***** Working data

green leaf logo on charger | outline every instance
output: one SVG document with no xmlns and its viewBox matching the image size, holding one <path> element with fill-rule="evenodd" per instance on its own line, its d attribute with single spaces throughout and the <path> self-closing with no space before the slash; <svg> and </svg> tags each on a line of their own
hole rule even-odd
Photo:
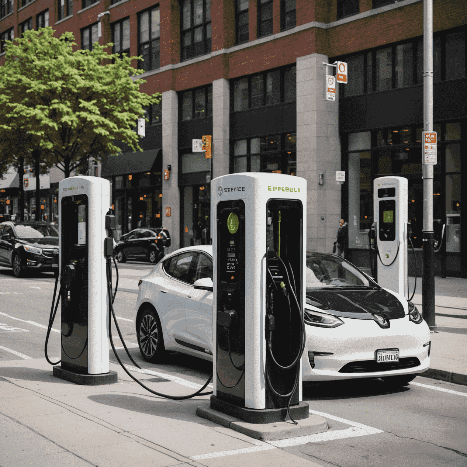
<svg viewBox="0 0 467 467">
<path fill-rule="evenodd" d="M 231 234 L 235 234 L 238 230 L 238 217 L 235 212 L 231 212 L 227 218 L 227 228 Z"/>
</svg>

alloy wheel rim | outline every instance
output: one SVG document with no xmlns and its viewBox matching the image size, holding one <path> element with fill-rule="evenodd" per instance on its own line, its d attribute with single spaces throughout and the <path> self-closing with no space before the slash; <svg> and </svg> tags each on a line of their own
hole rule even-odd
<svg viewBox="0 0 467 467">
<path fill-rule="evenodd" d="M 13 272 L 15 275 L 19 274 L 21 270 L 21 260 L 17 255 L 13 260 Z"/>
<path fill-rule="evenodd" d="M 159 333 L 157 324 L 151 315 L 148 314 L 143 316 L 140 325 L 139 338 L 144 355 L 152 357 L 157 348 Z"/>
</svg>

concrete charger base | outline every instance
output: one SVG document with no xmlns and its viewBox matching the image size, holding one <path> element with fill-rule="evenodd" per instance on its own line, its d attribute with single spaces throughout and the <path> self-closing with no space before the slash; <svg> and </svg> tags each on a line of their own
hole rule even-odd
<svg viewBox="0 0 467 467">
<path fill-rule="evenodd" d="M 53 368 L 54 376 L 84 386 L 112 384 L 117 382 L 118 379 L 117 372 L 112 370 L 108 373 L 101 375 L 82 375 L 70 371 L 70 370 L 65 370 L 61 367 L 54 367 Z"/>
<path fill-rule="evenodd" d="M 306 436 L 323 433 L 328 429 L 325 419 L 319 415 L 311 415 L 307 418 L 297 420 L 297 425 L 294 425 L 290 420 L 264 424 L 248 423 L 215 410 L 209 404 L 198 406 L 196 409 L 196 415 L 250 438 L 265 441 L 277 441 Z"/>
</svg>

**********
***** Working data

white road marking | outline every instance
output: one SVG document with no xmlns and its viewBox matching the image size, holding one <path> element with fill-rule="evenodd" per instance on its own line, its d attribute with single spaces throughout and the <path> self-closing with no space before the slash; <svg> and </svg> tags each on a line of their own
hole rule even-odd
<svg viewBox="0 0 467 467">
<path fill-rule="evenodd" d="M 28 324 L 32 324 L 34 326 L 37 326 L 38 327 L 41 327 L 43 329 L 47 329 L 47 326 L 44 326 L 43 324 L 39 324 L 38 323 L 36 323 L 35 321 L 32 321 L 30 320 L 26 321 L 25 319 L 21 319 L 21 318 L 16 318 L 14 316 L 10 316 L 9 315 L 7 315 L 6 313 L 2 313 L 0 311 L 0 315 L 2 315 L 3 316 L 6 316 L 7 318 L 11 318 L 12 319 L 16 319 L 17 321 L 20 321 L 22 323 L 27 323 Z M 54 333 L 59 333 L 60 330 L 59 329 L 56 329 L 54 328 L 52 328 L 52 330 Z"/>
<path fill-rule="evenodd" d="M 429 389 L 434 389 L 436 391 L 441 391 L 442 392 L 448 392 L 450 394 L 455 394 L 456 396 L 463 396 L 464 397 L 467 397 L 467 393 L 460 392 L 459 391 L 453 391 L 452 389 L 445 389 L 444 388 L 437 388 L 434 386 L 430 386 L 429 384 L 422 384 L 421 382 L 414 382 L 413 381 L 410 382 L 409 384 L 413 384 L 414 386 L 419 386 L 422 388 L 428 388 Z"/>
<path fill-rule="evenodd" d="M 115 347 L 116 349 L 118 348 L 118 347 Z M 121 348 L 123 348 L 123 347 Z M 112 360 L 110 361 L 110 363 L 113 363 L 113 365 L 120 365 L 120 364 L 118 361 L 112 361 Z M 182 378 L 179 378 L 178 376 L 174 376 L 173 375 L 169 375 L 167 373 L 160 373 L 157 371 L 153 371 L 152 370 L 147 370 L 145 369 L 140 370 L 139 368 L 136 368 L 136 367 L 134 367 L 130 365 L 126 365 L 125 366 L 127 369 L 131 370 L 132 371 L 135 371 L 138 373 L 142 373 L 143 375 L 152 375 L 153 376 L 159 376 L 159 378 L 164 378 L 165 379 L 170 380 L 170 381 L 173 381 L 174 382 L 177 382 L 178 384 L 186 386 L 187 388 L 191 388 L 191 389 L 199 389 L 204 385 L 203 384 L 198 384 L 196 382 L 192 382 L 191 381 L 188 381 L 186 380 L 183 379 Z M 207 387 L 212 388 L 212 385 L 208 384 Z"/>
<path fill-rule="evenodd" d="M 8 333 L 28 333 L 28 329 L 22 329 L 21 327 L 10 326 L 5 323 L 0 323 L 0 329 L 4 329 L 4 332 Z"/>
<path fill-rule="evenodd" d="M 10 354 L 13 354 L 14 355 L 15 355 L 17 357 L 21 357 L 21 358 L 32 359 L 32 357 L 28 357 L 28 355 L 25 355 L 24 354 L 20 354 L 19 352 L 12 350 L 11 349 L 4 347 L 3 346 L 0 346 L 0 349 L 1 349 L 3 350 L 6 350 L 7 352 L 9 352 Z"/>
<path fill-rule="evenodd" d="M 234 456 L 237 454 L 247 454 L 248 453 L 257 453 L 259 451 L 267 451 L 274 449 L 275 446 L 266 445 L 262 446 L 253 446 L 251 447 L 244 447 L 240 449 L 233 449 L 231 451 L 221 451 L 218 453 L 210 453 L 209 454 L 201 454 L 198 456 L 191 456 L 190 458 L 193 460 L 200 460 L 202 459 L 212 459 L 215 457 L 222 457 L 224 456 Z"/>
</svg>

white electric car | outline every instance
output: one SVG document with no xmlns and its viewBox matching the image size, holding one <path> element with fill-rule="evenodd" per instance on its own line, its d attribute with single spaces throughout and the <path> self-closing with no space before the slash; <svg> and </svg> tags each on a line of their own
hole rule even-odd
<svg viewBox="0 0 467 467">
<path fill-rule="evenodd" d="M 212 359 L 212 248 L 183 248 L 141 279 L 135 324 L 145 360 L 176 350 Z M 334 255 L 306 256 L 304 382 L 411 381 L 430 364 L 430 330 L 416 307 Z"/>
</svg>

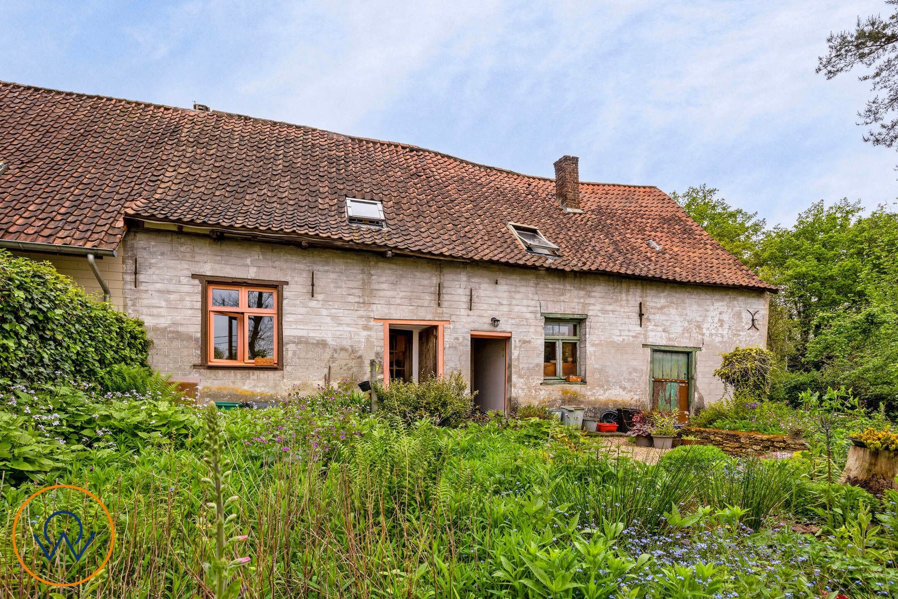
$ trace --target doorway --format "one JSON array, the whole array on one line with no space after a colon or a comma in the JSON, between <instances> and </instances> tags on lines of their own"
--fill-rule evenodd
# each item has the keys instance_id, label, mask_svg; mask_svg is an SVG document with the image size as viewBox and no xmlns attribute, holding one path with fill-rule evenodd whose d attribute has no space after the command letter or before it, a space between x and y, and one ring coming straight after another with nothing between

**********

Format the lines from the line with "trace --target doorway" up to and including the line with "# each item" as a JSON list of strings, one string per line, omitting blank lines.

Solution for this problem >>
[
  "$ trace --target doorway --format \"one JSON array, the whole array on one line with no space after a colon or a comma in the JSON, between <instances> and </instances> tags on lines of their own\"",
  "--fill-rule evenodd",
  "# each item has the keys instance_id, label, mask_svg; mask_svg is an SVG document with the image size as viewBox and no xmlns attribute, holding one path with fill-rule evenodd whose d attribute has no space after the command letter or before it, a space between x and y, and one ring coming straight after another with nothing between"
]